[RECORDS PROVIDED]
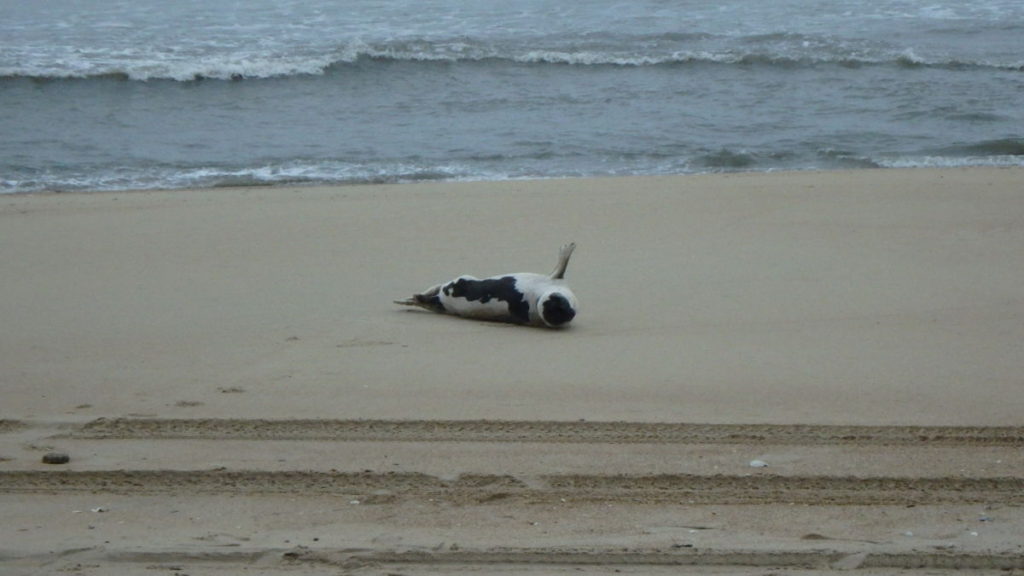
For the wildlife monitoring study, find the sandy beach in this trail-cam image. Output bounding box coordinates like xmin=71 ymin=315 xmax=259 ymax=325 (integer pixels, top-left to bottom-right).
xmin=2 ymin=167 xmax=1023 ymax=574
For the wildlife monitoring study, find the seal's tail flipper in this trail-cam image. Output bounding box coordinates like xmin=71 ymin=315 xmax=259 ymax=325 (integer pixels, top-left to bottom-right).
xmin=549 ymin=242 xmax=576 ymax=280
xmin=395 ymin=284 xmax=445 ymax=312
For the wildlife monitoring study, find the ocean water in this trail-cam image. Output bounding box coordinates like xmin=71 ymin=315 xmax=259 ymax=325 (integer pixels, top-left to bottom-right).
xmin=1 ymin=0 xmax=1022 ymax=193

[PROBLEM DESCRIPTION]
From the line that contains "For the wildlife monitoring study, find the ocean" through the last line of the listing, every line is to be restated word for word, both ends included.

[EXPECTED OUTPUT]
For the wildlife monitoring study, find the ocean water in this trail-cam image. Output bounding box coordinates like xmin=71 ymin=315 xmax=259 ymax=325 (integer pixels, top-left to bottom-right).
xmin=1 ymin=0 xmax=1022 ymax=193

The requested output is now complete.